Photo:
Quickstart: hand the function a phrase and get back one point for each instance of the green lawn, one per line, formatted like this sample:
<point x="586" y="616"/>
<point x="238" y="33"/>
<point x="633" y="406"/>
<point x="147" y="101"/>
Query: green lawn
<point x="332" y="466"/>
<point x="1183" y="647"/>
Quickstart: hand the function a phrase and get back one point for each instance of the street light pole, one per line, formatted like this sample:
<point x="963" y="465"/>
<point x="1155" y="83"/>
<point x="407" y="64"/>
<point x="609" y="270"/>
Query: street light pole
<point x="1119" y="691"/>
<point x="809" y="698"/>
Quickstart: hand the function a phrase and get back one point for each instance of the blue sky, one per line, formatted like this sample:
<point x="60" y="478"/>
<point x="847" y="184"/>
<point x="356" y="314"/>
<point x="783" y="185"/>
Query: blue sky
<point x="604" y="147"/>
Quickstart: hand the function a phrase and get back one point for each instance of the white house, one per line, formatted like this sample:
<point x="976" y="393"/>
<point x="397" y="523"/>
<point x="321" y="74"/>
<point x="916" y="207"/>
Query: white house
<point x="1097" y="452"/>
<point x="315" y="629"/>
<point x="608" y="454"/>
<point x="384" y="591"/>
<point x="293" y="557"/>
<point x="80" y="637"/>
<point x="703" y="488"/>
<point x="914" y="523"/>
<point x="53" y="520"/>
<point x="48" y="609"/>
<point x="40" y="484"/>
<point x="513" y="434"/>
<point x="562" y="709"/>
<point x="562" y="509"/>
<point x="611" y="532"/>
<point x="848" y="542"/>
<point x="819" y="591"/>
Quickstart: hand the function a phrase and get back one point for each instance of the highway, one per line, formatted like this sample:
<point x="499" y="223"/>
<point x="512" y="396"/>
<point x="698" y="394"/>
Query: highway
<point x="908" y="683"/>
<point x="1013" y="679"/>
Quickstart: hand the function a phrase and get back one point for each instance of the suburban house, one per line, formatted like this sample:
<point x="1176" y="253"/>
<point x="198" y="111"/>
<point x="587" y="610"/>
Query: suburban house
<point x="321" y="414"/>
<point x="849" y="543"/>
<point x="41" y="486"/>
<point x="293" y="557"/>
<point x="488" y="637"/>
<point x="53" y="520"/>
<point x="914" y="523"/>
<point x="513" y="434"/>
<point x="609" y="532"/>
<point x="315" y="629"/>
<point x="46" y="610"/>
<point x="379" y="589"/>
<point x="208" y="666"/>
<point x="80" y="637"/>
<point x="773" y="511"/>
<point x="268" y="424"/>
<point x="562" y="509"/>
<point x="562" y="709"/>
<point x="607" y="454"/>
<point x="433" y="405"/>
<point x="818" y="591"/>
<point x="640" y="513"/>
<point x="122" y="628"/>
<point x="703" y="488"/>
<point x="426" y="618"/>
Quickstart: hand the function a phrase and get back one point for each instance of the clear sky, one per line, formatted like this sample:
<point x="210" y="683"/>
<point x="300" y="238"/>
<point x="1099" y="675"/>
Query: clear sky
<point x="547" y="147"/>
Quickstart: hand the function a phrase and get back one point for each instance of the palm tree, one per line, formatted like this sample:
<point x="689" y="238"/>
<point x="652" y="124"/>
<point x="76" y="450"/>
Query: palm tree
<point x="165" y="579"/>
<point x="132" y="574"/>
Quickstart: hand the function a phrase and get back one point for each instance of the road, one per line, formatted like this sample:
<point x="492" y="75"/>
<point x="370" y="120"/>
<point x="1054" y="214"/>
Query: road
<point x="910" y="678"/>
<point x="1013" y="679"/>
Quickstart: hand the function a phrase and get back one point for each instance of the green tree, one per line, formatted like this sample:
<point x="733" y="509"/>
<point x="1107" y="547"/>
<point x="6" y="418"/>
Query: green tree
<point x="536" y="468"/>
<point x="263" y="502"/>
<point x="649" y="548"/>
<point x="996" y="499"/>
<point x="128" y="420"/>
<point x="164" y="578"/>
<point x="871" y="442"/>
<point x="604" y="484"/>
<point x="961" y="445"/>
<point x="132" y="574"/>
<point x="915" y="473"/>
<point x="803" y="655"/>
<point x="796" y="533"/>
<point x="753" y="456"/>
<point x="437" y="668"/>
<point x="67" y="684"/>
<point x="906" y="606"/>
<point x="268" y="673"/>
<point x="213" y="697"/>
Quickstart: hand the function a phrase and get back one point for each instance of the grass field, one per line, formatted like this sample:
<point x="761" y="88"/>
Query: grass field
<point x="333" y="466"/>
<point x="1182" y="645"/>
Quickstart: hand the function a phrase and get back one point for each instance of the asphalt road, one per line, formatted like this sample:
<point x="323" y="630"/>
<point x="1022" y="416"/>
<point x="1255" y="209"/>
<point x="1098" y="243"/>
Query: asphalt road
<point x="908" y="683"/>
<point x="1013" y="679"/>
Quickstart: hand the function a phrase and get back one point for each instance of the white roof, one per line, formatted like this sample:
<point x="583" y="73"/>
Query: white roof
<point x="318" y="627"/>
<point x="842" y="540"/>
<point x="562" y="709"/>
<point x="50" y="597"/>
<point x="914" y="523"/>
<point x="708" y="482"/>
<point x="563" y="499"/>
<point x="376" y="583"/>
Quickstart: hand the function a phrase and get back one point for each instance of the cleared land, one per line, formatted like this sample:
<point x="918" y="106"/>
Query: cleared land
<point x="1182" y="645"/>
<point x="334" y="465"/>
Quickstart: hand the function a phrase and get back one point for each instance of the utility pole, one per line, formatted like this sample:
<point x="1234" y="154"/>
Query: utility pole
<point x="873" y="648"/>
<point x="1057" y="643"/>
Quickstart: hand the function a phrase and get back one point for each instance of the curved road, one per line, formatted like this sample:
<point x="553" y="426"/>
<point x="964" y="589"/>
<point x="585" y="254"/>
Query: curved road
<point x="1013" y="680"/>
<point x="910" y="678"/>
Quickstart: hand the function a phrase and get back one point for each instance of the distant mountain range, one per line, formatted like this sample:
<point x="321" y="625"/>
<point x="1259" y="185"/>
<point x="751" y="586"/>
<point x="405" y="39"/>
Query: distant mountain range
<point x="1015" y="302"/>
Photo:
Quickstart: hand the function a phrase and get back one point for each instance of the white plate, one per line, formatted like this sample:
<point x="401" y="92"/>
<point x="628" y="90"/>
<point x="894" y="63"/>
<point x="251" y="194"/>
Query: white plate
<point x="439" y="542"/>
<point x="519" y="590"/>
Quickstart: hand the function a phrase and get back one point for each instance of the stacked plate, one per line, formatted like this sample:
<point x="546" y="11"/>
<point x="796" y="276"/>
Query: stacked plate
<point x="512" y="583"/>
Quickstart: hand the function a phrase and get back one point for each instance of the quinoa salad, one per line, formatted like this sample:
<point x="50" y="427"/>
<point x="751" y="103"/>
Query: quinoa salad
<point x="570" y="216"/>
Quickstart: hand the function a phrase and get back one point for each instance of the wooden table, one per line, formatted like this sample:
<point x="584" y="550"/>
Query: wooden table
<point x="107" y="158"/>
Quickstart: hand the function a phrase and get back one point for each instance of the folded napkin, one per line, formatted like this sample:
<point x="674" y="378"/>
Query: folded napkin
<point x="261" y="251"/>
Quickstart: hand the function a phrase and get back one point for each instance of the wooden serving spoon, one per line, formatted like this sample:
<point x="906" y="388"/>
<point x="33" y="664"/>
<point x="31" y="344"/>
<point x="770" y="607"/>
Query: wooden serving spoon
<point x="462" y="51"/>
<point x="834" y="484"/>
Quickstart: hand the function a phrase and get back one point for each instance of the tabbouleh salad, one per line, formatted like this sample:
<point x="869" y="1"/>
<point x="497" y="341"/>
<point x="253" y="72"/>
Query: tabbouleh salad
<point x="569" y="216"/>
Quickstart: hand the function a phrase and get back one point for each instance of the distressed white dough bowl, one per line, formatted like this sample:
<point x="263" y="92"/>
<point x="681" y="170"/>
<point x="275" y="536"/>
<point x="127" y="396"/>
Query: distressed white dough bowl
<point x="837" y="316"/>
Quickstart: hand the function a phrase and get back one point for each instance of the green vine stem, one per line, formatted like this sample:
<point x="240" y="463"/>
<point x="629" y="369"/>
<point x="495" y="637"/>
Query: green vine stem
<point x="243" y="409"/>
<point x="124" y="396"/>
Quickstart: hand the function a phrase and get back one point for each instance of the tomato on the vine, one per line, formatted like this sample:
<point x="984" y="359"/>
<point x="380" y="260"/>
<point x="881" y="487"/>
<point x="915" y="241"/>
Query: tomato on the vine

Task requirements: Look through the material and copy each line that has "tomato".

Expected output:
Quickstart: hand the function a phrase and get back one point for each instance of the tomato on the vine, one per line, formatted like this sample:
Query: tomato on the vine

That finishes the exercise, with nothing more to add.